Selected excerpt:

--- --- ---

BERLIN (JTA) – In a landmark step, investigators commissioned by Germany’s main Jewish organization have concluded that abuse of power and sexual harassment did occur at Germany’s liberal rabbinical seminary — and some of it, they say, may have crossed the line into illegality.

The 44-page “executive summary” of an investigation initiated by the Central Council of Jews in Germany is the latest and most damning report about the leadership of Rabbi Walter Homolka since accusations against him broke into public view last May.

Issued Wednesday after tense public conflict between the council and Homolka’s attorneys, the report concludes that structural changes are required to set Germany’s liberal rabbinical seminary, known as Abraham Geiger College, and other related Jewish institutions on the correct footing.

“A significant cause for the emergence of the problems identified by the investigators at the institutions under investigation is the personal misconduct of Rabbi Prof. Dr. Homolka in his function as a leader or person with great influence, which the investigators are convinced of,” the investigators wrote in their report.

Homolka announced Monday that he would withdraw from all functions in the seminary that he and a German-born American rabbi named Walter Jacob, founded in 1999. He also dropped out of the running on Tuesday for another term as chair of the Union of Progressive Jews in Germany.

A more comprehensive report including details about incidents in which investigators concluded that Homolka and his husband engaged in misconduct is due out in January, according to the Cologne-based law firm Gercke Wollschläger.

The preliminary report was welcomed in a joint statement by the Central Council, the German Interior Ministry and the Brandenburg State Ministry of Science, Research and Culture, which said they would “continue to fund the Abraham Geiger College to the same extent as before until the structural new beginning has been completed.”

It was also greeted with relief by the rabbinical student whose complaints kicked off the scandal.

“I think the report and the subsequent documents are a blessed development,” Itamar Cohen told the Jewish Telegraphic Agency. “It seems to confirm many suspicions which I and others share. It does affirm that I did the right thing and [this] could be the beginning of a new chapter of liberal Judaism in Germany.”

The scandal that erupted publicly in May began after Cohen sought help from Jonathan Schorsch, a professor at the School of Jewish Theology, in dealing with unsolicited pornographic material allegedly received from Homolka’s husband, who was also an employee at the seminary. (Abraham Geiger College is part of the School of Jewish Theology, which itself is under the auspices of the University of Potsdam.)

--- --- ---

Material for this exercise:
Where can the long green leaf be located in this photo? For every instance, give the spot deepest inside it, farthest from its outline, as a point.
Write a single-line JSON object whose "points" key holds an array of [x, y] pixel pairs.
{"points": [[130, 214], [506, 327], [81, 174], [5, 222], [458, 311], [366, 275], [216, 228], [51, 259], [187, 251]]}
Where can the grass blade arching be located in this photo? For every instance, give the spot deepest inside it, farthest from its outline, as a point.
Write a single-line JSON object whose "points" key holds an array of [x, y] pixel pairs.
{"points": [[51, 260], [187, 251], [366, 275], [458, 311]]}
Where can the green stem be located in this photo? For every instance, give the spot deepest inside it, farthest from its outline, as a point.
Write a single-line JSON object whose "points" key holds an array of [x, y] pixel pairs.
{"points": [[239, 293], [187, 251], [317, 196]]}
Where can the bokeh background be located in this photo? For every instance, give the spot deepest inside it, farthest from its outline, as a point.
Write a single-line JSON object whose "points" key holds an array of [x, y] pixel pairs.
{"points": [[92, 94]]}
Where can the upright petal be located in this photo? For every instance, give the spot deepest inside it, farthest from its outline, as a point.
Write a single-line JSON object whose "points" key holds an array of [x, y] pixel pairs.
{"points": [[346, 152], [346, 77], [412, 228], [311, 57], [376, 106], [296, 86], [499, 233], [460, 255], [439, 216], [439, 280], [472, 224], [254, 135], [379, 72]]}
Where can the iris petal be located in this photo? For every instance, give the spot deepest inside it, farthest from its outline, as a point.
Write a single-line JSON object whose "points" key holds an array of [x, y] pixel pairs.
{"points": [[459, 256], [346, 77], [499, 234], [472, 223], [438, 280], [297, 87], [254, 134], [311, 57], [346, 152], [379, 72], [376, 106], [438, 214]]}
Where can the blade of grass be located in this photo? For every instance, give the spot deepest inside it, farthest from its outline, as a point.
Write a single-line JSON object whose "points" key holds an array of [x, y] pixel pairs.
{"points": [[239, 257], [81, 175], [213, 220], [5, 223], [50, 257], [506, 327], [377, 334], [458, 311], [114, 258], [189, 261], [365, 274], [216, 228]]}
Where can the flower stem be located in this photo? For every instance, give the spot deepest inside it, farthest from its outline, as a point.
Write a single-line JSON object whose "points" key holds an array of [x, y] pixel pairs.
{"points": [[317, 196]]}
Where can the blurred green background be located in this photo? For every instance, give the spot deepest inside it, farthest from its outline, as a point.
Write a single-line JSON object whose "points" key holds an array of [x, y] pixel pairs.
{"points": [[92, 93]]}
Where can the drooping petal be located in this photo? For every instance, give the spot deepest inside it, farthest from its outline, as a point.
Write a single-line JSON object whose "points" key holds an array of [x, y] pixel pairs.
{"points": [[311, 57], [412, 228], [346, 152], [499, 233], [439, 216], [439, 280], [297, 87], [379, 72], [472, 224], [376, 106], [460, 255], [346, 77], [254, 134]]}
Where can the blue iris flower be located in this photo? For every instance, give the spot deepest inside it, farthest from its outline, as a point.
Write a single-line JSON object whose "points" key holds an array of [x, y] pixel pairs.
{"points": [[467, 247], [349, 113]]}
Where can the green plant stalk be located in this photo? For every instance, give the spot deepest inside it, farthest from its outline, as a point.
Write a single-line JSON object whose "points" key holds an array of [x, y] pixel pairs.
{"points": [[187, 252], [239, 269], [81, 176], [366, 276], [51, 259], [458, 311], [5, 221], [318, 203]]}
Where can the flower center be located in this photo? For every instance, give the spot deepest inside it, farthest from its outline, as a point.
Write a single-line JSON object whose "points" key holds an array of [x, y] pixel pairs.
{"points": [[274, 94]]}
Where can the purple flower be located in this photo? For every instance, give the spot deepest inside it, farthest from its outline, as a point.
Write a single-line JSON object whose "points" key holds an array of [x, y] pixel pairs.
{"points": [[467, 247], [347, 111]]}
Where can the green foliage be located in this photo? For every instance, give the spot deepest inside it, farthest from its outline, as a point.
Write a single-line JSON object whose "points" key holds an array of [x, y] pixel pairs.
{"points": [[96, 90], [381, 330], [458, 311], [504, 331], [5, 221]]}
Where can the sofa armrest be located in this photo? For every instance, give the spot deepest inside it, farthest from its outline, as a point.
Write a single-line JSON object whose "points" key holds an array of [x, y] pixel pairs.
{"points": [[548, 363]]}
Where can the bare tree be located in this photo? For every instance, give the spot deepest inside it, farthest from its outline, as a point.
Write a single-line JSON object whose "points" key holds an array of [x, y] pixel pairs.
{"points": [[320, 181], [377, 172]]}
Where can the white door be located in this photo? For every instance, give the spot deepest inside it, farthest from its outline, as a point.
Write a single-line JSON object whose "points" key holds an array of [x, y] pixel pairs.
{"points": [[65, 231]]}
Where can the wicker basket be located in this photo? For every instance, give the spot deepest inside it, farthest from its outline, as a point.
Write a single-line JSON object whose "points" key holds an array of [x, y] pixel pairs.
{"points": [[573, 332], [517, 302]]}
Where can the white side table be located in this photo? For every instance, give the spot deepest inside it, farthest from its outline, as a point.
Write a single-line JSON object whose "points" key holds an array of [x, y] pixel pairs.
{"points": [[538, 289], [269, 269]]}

--- --- ---

Directives:
• A. Answer these about the article on the rabbinical seminary investigation:
(i) How many pages long is the executive summary of the investigation?
(ii) In what year was the seminary founded?
(iii) Which law firm says a more comprehensive report is due out in January?
• B. Copy the listing word for word, starting with the line that contains "Where can the wicker" and going on through the end of the listing, both ends included.
The article and the listing have nothing to do with each other.

Answers in order:
• A.
(i) 44 pages
(ii) 1999
(iii) Gercke Wollschläger

• B.
Where can the wicker basket be located in this photo? For every instance, give the spot deepest inside it, farthest from its outline, as a point.
Write a single-line JSON object whose "points" key holds an array of [x, y] pixel pairs.
{"points": [[573, 332], [517, 302]]}
Where can the white side table be located in this photo? For every instance, give the spot deepest inside it, farthest from its outline, as a point.
Write a single-line JSON object whose "points" key holds an array of [x, y] pixel pairs.
{"points": [[538, 289], [269, 269]]}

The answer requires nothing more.